### Selection
__________________________________________________

What is reification?
Asked Answered
F

4

179

I know that Java implements parametric polymorphism (Generics) with erasure. I understand what erasure is.

I know that C# implements parametric polymorphism with reification. I know that can make you write

public void dosomething(List<String> input) {}
public void dosomething(List<Int> input) {}

or that you can know at runtime what the type parameter of some parameterised type is, but I don't understand what it is.

  • What is a reified type?
  • What is a reified value?
  • What happens when a type/value is reified?
Faliscan answered 7/8, 2015 at 11:13 Comment(4)
It's not an answer, but may help someway: beust.com/weblog/2011/07/29/erasure-vs-reificationStipend
@Stipend that seems to answer the question "what is erasure" fairly well, and seems to basically answer "what is reification" with "not erasure" - a common theme I found when initially searching for an answer before posting here.Faliscan
...and there was me thinking reification is the process of converting a switch construct back to an if/else, when it had previously been converted from an if/else to a switch...Greegree
Res, reis is Latin for thing, so reification is literally thingification. I have nothing useful to contribute as far as C#'s use of the term, but the fact in and of itself that they used it makes me smile.Peltry
U
232

Reification is the process of taking an abstract thing and creating a concrete thing.

The term reification in C# generics refers to the process by which a generic type definition and one or more generic type arguments (the abstract thing) are combined to create a new generic type (the concrete thing).

To phrase it differently, it is the process of taking the definition of List<T> and int and producing a concrete List<int> type.

To understand it further, compare the following approaches:

  • In Java generics, a generic type definition is transformed to essentially one concrete generic type shared across all allowed type argument combinations. Thus, multiple (source code level) types are mapped to one (binary level) type - but as a result, information about the type arguments of an instance is discarded in that instance (type erasure).

    1. As a side effect of this implementation technique, the only generic type arguments that are natively allowed are those types that can share the binary code of their concrete type; which means those types whose storage locations have interchangeable representations; which means reference types. Using value types as generic type arguments requires boxing them (placing them in a simple reference type wrapper).
    2. No code is duplicated in order to implement generics this way.
    3. Type information that could have been available at runtime (using reflection) is lost. This, in turn, means that specialization of a generic type (the ability to use specialized source code for any particular generic argument combination) is very restricted.
    4. This mechanism doesn't require support from the runtime environment.
    5. There are a few workarounds to retain type information that a Java program or a JVM-based language can use.
  • In C# generics, the generic type definition is maintained in memory at runtime. Whenever a new concrete type is required, the runtime environment combines the generic type definition and the type arguments and creates the new type (reification). So we get a new type for each combination of the type arguments, at runtime.

__________________________________________________

### Mask labeling entries

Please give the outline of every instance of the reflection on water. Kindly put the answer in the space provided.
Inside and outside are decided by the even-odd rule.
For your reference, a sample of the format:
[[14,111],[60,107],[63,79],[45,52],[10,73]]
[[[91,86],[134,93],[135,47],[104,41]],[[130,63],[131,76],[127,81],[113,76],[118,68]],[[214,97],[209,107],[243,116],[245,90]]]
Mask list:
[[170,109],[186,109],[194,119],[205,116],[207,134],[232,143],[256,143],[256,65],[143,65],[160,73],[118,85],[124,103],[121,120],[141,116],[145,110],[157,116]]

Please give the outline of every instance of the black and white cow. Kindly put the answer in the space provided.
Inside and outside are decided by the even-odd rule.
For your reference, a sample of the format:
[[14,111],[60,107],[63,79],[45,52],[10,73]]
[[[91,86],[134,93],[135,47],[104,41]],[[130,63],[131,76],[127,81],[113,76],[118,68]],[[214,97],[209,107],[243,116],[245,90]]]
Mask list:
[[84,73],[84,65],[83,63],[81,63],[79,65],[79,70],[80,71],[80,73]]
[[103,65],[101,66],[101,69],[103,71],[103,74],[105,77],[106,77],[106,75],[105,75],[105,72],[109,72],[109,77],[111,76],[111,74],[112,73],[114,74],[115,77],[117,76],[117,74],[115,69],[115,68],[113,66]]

__________________________________________________

### Written instruction 1
Pull out every line of the entries that contains the string "answer", treating uppercase and lowercase as different.
### Written instruction 2
Continue the thread on reification in Java and C# generics from the point where it stops.
The text and the entries have nothing to do with each other.

### Final result 1
Please give the outline of every instance of the reflection on water. Kindly put the answer in the space provided.
Please give the outline of every instance of the black and white cow. Kindly put the answer in the space provided.

### Final result 2
    1. This implementation technique allows any kind of type argument combination to be instantiated. Using value types as generic type arguments does not cause boxing, since these types get their own implementation. (Boxing still exists in C#, of course - but it happens in other scenarios, not this one.)
    2. Code duplication could be an issue - but in practice it isn't, because sufficiently smart implementations (this includes Microsoft .NET and Mono) can share code for some instantiations.
    3. Type information is maintained, which allows specialization to an extent, by examining type arguments using reflection. However, the degree of specialization is limited, as a result of the fact that a generic type definition is compiled before any reification happens (this is done by compiling the definition against the constraints on the type parameters - thus, the compiler has to be able "understand" the definition even in the absence of specific type arguments).
    4. This implementation technique depends heavily on runtime support and JIT-compilation (which is why you often hear that C# generics have some limitations on platforms like iOS, where dynamic code generation is restricted).
    5. In the context of C# generics, reification is done for you by the runtime environment. However, if you want to more intuitively understand the difference between a generic type definition and a concrete generic type, you can always perform a reification on your own, using the System.Type class (even if the particular generic type argument combination you're instantiating didn't appear in your source code directly).
  • In C++ templates, the template definition is maintained in memory at compile time. Whenever a new instantiation of a template type is required in the source code, the compiler combines the template definition and the template arguments and creates the new type. So we get a unique type for each combination of the template arguments, at compile time.

    1. This implementation technique allows any kind of type argument combination to be instantiated.
    2. This is known to duplicate binary code but a sufficiently smart tool-chain could still detect this and share code for some instantiations.
    3. The template definition itself is not "compiled" - only its concrete instantiations are actually compiled. This places fewer constraints on the compiler and allows a greater degree of template specialization.
    4. Since template instantiations are performed at compile time, no runtime support is needed here either.
    5. This process is lately referred to as monomorphization, especially in the Rust community. The word is used in contrast to parametric polymorphism, which is the name of the concept that generics come from.
Ulphi answered 7/8, 2015 at 11:34 Comment(5)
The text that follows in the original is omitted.